## GIVEN PASSAGE
X
Tech

Facebook PHP shows value in open source equity

In an open source world, how you treat open source communities can make a difference on the bottom line. When switching costs are zero, anything an Internet company can do to prove it's a good Netizen is both useful and good.
Written by Dana Blankenhorn, Inactive

The reported Facebook release of a PHP compiler optimized for high-volume transaction services (like Facebook) is yet more evidence the company takes its open source responsibilities seriously.

It follows by just a few weeks its becoming a top-level sponsor of Apache. (What is Oprah Winfrey doing on a tech blog? Patience, grasshopper.)

Both moves represent good open source citizenship. Cynics will say it's the least the company can do. But while PHP is open source, it's not subject to a copyleft license. And in tough economic times it's easy to justify keeping your hand in your pocket, far away from your wallet.

I argue that both moves serve an important business purpose. Facebook is targeting the Internet Generation, people who grew up with the resource (like my own kids, now 21 and 18). These consumers understand, as their parents did not, the obligations that come with benefiting from open source.

I'm not saying my daughter has a Richard Stallman poster over her bed. She doesn't. (Although if you made one with black light it could probably make some money.) Something more subtle is at work. Everyone likes to believe the companies they support are good citizens. These are visible ways of proving that.

## EXERCISE INSTRUCTIONS
1) Rewrite the part of the Facebook PHP article that opens with the words containing "Written by Dana" and closes with "from your wallet.", putting "Mozilla" in place of "Apache".
2) Find each line of the listing that contains the word "wall" and copy those lines.
The article above has nothing to do with the listing that comes after it.

## RECORDS TO PROCESS
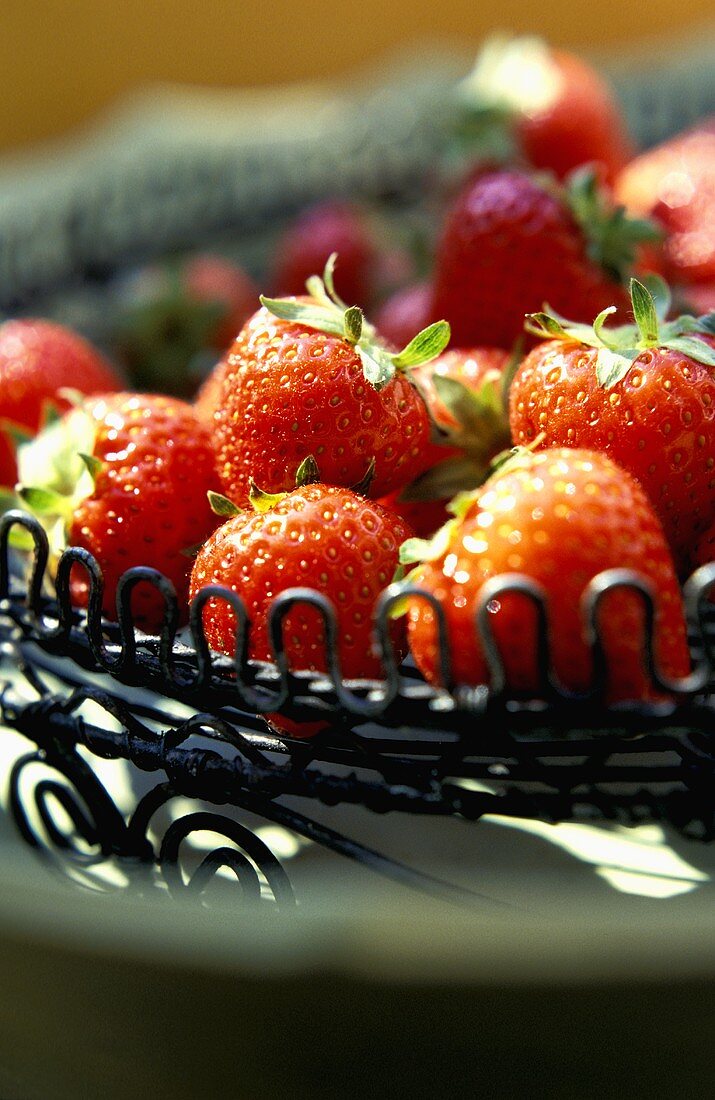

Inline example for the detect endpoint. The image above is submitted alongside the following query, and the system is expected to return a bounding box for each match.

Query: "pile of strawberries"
[0,42,715,736]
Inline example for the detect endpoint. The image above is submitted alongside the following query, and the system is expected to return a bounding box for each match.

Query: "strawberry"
[20,393,217,630]
[190,463,410,736]
[509,279,715,567]
[402,448,689,702]
[457,37,631,182]
[615,118,715,285]
[692,519,715,576]
[0,318,120,485]
[272,200,378,308]
[213,261,449,503]
[430,163,655,348]
[114,253,259,397]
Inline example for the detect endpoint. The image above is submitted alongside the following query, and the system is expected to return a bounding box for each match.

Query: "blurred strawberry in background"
[271,199,378,305]
[615,118,715,299]
[0,318,121,486]
[455,37,633,182]
[114,253,259,397]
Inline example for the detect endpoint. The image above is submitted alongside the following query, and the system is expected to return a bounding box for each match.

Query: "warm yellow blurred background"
[0,0,713,156]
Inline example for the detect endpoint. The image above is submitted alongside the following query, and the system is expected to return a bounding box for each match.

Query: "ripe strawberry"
[20,393,217,630]
[458,37,631,182]
[114,253,259,397]
[213,263,449,503]
[431,171,653,348]
[190,484,410,699]
[692,520,715,576]
[402,448,689,702]
[272,200,376,305]
[509,279,715,567]
[615,118,715,285]
[0,318,120,485]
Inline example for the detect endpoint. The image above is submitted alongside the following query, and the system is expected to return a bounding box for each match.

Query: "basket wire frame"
[0,510,715,910]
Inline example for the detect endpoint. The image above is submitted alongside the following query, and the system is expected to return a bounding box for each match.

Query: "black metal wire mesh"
[0,513,715,904]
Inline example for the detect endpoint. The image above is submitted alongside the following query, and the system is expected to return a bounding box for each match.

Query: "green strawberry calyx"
[446,35,545,168]
[525,276,715,389]
[399,344,514,502]
[6,407,102,557]
[207,454,375,519]
[560,165,663,283]
[399,432,545,565]
[256,252,450,389]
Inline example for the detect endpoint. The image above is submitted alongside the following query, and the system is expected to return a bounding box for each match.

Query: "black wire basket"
[0,44,715,908]
[0,503,715,908]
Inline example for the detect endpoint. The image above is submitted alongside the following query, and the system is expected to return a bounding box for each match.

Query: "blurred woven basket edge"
[0,28,715,321]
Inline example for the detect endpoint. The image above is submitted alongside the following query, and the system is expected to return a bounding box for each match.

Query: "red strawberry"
[692,520,715,576]
[509,279,715,565]
[403,449,689,702]
[190,484,410,721]
[116,253,259,397]
[21,393,217,630]
[432,163,653,348]
[213,257,449,503]
[272,200,376,305]
[615,118,715,284]
[459,37,631,180]
[0,318,120,485]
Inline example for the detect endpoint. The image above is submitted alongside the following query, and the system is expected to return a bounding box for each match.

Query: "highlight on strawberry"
[0,317,121,495]
[211,255,450,504]
[431,167,659,349]
[509,279,715,572]
[190,455,411,737]
[452,35,631,182]
[18,393,217,631]
[400,448,690,703]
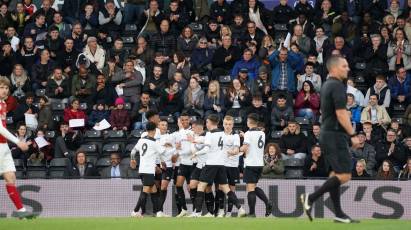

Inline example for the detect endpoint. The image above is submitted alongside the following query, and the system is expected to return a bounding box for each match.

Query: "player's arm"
[0,119,28,151]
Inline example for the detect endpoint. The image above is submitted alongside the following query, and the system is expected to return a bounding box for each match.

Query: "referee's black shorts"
[243,166,263,184]
[200,165,227,185]
[225,167,240,186]
[177,164,194,184]
[161,167,174,181]
[140,173,154,187]
[320,131,352,173]
[190,167,203,181]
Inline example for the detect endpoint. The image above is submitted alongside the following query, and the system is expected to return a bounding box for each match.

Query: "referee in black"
[301,56,359,223]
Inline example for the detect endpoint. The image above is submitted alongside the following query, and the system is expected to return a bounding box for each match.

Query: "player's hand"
[351,136,360,149]
[17,141,29,151]
[171,154,178,163]
[130,160,137,169]
[161,161,167,171]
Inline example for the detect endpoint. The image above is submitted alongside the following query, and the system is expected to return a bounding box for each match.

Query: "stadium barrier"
[0,179,411,219]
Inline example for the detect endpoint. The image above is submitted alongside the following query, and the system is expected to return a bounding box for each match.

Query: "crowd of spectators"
[0,0,411,180]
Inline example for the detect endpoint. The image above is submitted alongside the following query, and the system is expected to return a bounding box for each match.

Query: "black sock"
[217,190,225,209]
[160,190,167,211]
[255,187,268,206]
[206,192,214,214]
[190,188,197,211]
[247,191,257,215]
[196,191,204,213]
[227,199,234,212]
[308,176,341,203]
[227,191,241,208]
[134,192,147,212]
[176,187,187,211]
[174,193,181,213]
[330,183,344,217]
[150,192,160,214]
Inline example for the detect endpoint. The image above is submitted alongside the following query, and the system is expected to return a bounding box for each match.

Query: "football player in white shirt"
[189,120,216,217]
[191,114,245,217]
[216,116,240,217]
[240,113,272,217]
[173,113,194,217]
[158,120,176,215]
[130,122,165,217]
[0,77,38,219]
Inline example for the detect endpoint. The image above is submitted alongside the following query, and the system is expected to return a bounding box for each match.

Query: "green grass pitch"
[0,218,411,230]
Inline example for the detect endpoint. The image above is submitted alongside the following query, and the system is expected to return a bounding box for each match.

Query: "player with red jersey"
[0,77,37,219]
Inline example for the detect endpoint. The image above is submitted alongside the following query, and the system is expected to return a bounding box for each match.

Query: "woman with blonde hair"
[204,80,225,119]
[375,160,395,180]
[258,34,277,60]
[279,121,307,160]
[352,159,370,180]
[263,143,284,178]
[10,64,30,99]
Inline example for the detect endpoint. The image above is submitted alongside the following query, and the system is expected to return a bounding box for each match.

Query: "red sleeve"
[294,91,305,110]
[310,93,320,110]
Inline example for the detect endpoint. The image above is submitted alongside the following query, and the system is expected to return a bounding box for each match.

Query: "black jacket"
[212,46,241,70]
[279,133,307,154]
[375,141,407,169]
[149,32,177,55]
[64,162,100,179]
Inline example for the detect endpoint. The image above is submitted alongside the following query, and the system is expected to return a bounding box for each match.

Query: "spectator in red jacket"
[64,98,86,124]
[294,81,320,121]
[110,97,130,131]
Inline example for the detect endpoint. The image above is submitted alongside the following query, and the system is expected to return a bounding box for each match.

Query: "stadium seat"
[285,169,303,179]
[49,158,69,179]
[160,115,176,124]
[124,102,131,111]
[36,89,46,97]
[51,102,66,112]
[218,75,231,84]
[284,158,304,167]
[271,130,283,140]
[106,130,126,140]
[80,143,100,156]
[84,130,103,142]
[44,130,56,139]
[120,157,130,166]
[121,36,134,44]
[102,143,121,156]
[96,157,111,171]
[27,160,47,179]
[6,117,13,125]
[80,103,87,110]
[123,144,136,157]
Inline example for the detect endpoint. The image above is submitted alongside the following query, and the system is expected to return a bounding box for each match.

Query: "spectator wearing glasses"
[100,153,129,178]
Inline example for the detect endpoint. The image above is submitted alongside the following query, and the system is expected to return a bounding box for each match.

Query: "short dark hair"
[146,110,158,120]
[207,114,220,125]
[311,144,321,151]
[327,55,345,71]
[146,122,157,131]
[247,113,260,123]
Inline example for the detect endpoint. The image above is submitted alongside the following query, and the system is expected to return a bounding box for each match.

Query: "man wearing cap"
[251,65,272,103]
[111,60,143,103]
[268,47,304,107]
[350,131,377,177]
[231,48,261,81]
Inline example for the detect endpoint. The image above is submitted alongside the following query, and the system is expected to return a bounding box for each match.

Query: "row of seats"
[10,156,304,179]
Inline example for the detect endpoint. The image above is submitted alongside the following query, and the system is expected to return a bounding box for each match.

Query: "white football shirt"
[223,133,240,167]
[131,137,165,174]
[243,129,265,167]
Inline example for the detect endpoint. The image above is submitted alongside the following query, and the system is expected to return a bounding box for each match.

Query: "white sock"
[17,207,27,212]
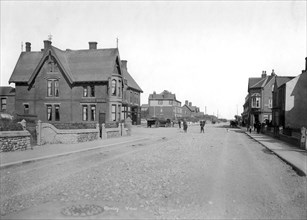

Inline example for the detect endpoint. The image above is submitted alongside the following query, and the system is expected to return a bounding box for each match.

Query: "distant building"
[9,40,142,124]
[148,90,182,120]
[242,70,276,125]
[273,57,307,129]
[0,86,15,115]
[272,76,294,127]
[182,100,204,118]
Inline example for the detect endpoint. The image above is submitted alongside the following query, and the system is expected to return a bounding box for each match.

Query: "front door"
[99,113,106,137]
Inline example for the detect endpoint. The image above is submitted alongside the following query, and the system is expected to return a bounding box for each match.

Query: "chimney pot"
[44,40,51,50]
[261,71,266,78]
[26,42,31,52]
[88,41,97,50]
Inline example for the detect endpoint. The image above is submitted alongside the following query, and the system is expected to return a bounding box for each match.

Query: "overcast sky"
[0,0,306,119]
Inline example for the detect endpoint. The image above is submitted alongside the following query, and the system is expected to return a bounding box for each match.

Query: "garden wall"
[0,131,31,152]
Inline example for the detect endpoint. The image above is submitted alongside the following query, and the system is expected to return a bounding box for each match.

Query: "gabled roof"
[248,75,276,90]
[0,86,15,96]
[148,90,177,101]
[9,43,121,84]
[122,64,143,92]
[9,52,44,83]
[275,76,295,88]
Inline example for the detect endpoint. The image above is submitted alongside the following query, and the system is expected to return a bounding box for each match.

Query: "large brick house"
[242,70,276,125]
[9,40,142,123]
[273,58,307,129]
[182,100,204,118]
[148,90,182,120]
[0,86,15,115]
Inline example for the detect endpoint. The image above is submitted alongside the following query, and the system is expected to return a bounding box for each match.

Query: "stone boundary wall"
[0,131,31,152]
[36,117,131,145]
[37,121,99,145]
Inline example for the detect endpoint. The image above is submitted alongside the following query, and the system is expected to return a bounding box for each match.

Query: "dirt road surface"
[0,125,307,219]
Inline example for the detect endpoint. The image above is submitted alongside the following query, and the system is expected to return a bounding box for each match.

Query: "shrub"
[0,118,23,131]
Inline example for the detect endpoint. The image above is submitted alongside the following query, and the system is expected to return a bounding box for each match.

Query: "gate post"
[36,120,42,146]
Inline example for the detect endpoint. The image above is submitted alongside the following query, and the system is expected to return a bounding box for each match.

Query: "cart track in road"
[0,137,173,214]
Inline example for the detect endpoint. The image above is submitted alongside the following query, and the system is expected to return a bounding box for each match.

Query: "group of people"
[178,120,206,133]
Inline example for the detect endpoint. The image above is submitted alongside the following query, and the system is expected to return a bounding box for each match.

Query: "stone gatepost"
[101,123,108,139]
[125,117,132,136]
[301,127,307,150]
[20,119,27,131]
[120,123,127,136]
[36,120,42,146]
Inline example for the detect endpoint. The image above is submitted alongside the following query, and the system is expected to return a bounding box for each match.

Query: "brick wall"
[0,131,31,152]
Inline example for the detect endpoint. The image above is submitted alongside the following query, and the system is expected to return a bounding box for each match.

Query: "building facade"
[9,41,142,124]
[242,70,276,125]
[0,86,15,115]
[148,90,182,120]
[273,58,307,129]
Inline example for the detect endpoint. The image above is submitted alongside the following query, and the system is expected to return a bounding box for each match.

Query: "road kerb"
[245,132,306,176]
[0,137,149,169]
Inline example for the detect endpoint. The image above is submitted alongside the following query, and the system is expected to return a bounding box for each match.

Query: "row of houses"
[0,40,143,124]
[242,55,307,131]
[141,90,204,121]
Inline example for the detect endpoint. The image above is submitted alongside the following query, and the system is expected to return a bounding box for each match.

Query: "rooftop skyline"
[0,1,307,119]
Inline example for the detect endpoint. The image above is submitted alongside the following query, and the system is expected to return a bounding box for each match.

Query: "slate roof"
[122,64,143,92]
[275,76,295,88]
[9,52,44,83]
[248,75,274,90]
[149,90,177,101]
[0,86,15,96]
[9,46,121,83]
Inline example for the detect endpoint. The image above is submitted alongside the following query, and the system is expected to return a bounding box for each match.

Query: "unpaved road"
[0,125,307,219]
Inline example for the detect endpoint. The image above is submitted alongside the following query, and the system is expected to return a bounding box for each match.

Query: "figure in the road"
[200,120,206,133]
[183,120,188,133]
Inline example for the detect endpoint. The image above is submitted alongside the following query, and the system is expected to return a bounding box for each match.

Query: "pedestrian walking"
[200,121,206,133]
[183,120,188,133]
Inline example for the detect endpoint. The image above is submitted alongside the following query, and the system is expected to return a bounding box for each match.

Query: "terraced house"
[9,40,142,124]
[242,70,276,125]
[148,90,182,120]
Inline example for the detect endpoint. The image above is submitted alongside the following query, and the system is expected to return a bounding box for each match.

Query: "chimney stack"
[122,60,127,70]
[44,40,51,50]
[261,71,266,78]
[88,41,97,50]
[44,40,51,50]
[26,42,31,52]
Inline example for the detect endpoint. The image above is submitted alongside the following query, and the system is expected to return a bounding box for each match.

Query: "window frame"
[1,98,7,111]
[23,103,30,115]
[90,85,96,97]
[46,105,52,121]
[82,105,88,121]
[90,105,96,121]
[111,79,117,96]
[54,105,61,121]
[111,104,116,121]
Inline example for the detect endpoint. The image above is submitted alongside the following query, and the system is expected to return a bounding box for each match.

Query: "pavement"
[0,135,149,169]
[242,128,307,176]
[0,128,307,176]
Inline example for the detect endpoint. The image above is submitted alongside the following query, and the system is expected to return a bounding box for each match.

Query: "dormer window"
[47,79,59,97]
[83,86,88,97]
[111,79,116,96]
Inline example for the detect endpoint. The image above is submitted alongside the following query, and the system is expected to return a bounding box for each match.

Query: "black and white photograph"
[0,0,307,220]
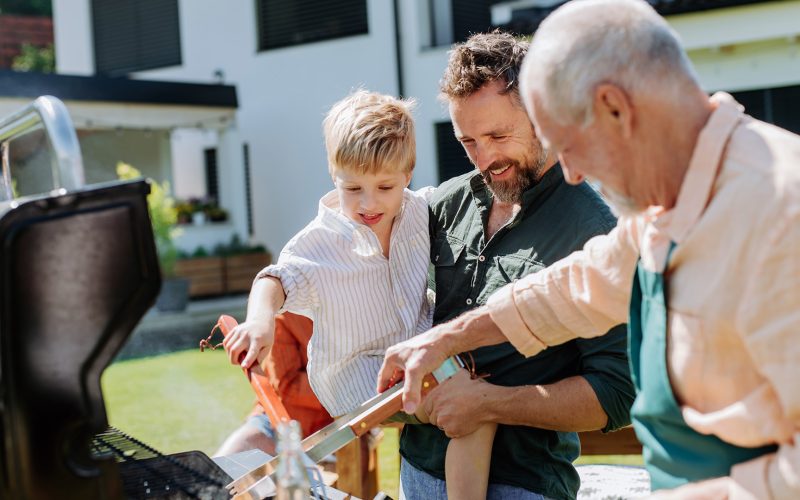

## RESULTS OF THE TASKS
1)
Written by Dana Blankenhorn, Inactive

The reported Facebook release of a PHP compiler optimized for high-volume transaction services (like Facebook) is yet more evidence the company takes its open source responsibilities seriously.

It follows by just a few weeks its becoming a top-level sponsor of Mozilla. (What is Oprah Winfrey doing on a tech blog? Patience, grasshopper.)

Both moves represent good open source citizenship. Cynics will say it's the least the company can do. But while PHP is open source, it's not subject to a copyleft license. And in tough economic times it's easy to justify keeping your hand in your pocket, far away from your wallet.

2)
Query: "garden wall"
Query: "stone boundary wall"
Query: "brick wall"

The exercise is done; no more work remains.